■ DATA SUPPLIED ■
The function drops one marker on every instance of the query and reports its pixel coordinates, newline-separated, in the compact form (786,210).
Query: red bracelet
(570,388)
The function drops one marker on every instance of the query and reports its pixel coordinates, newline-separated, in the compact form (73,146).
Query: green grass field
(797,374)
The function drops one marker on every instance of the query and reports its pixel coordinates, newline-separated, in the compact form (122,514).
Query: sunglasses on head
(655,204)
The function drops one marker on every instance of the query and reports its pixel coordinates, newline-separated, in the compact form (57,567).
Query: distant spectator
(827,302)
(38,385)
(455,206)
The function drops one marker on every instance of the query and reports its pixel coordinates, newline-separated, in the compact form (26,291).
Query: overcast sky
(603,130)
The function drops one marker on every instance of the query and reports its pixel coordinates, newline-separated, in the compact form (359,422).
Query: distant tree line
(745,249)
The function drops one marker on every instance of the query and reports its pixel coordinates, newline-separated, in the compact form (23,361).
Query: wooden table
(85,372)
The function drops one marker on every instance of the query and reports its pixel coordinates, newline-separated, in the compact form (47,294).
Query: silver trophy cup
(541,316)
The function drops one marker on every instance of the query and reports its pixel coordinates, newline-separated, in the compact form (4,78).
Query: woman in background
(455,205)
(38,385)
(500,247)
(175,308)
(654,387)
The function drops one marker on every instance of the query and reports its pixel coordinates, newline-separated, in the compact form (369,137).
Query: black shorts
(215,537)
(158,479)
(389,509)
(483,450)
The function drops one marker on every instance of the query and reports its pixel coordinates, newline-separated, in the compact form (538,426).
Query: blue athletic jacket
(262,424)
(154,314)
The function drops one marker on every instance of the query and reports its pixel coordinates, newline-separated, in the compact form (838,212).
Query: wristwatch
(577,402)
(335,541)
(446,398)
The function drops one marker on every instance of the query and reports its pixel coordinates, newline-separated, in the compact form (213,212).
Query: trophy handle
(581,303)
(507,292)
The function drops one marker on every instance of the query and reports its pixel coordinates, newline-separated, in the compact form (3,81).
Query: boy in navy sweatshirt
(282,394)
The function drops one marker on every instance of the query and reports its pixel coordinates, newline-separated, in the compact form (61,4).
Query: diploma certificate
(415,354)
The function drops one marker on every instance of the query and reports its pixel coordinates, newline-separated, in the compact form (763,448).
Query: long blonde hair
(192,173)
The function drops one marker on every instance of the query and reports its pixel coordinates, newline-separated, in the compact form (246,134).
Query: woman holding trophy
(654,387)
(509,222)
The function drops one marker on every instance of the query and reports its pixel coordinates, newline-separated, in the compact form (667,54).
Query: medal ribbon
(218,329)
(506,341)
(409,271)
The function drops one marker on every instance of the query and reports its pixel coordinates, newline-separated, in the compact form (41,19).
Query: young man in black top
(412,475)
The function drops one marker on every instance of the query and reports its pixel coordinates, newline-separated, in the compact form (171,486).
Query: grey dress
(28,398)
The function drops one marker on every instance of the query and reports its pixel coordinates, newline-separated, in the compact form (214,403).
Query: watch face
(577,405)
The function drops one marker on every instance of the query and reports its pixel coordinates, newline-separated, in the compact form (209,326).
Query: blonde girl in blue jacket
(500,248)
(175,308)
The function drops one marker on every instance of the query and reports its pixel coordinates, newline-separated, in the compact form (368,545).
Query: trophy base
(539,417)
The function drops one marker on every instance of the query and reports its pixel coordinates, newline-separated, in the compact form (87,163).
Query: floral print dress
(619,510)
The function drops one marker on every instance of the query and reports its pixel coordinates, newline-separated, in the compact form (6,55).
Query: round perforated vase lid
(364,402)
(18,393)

■ TASK DIRECTIONS ■
Print the whole listing exactly as it is.

■ TASK RESULT ■
The function drops one marker on every instance of the query and reports its pixel coordinates, newline-separated, in the compact form (786,210).
Query: red bracelet
(570,388)
The function drops one marker on every instance of the query and reports its pixel coordinates, newline-separated, in the compact form (73,146).
Query: green grass field
(797,374)
The function drops one marker on every instance of the query and reports its pixel coordinates, newline-separated, in the compact form (122,514).
Query: sunglasses on head
(655,204)
The function drops one marker on every instance of the query and reports its pixel coordinates, newline-separated, in the compact form (57,567).
Query: distant spectator
(827,302)
(38,385)
(455,206)
The function drops one marker on every instance of the query and reports its pixel coordinates, newline-separated, in the compact form (26,291).
Query: overcast sky
(603,130)
The function drops one marker on every instance of the query and reports its pixel coordinates, newline-separated, in the compact form (359,422).
Query: distant tree line
(745,249)
The function drops one marker on every instance of the query and reports its pixel coordinates, newline-separated, in the compact form (23,361).
Query: wooden table
(85,372)
The function drops one marker on every instance of the query and reports its pixel coordinates, newline-separated, in the compact form (47,294).
Query: silver trophy cup
(541,316)
The function drops one marker on every instance of the query and reports its pixel coordinates, newline-separated, in the compact form (4,78).
Query: woman in background
(455,205)
(38,385)
(500,247)
(175,308)
(654,387)
The function drops one marker on every instance of the query and reports its pixel coordinates, newline-separated, in the compact form (369,137).
Query: black shorts
(215,537)
(158,479)
(389,509)
(483,450)
The function drops one marker on every instance of the query and reports its pixel coordinates, newline-separated, in the compact form (538,426).
Query: blue athletic jacket
(262,424)
(154,314)
The function drops one marker on every instance of the query and reports its pixel coordinates, newline-separated, in the compact form (838,212).
Query: wristwatch
(577,402)
(335,541)
(446,398)
The function drops one marker on every instance of the query and reports its pixel coordinates, newline-separated, in the compact form (213,212).
Query: trophy handle
(581,303)
(507,292)
The function drops one marker on every instance of the query and reports its pixel coordinates, newline-separated, in the compact form (3,81).
Query: boy in navy sweatshirt
(282,394)
The function drops one marker on every instance of the query and reports its pixel coordinates, newline-separated, in the compact form (61,4).
Query: diploma certificate
(415,354)
The function drops one marker on every instance of the query and reports its pixel coordinates, newline-separated, in the compact form (763,448).
Query: long blonde hair
(192,173)
The function drops one marker on every instance of the query and reports its pixel coordinates, newline-separated, in the compact form (246,134).
Query: woman holding trophy
(654,387)
(509,222)
The function drops one marker on every instance of the query and reports its pixel coordinates, newline-separated, in the compact form (667,54).
Query: medal ribbon
(218,329)
(506,341)
(409,271)
The function drops one marker on every instance of the query and reports its pixel coordinates, newline-separated, in the compact form (41,19).
Query: young man in black top
(412,475)
The function drops one marker on every instance of the query and reports its pixel coordinates, newline-separated, in the compact form (171,486).
Query: grey dress
(28,398)
The function drops one marker on every instance of the query and reports its pixel coordinates, newline-separated, in the compact form (214,403).
Query: watch face
(577,405)
The function drops one marker on every instance of the query and reports its pixel coordinates, newline-separated, in the compact form (209,326).
Query: blonde girl in blue jacket
(500,248)
(175,308)
The function drops one marker on every instance of the query and reports its pixel coordinates, newline-separated, in the compact form (368,545).
Query: trophy base
(539,417)
The function drops one marker on every instance of the query and reports its pixel coordinates, newline-separated, in the compact form (87,163).
Query: floral print dress
(619,510)
The function drops one marker on every instance of the query and reports its pixel coordinates, newline-separated, in the compact form (6,55).
Query: round perforated vase lid
(364,402)
(18,393)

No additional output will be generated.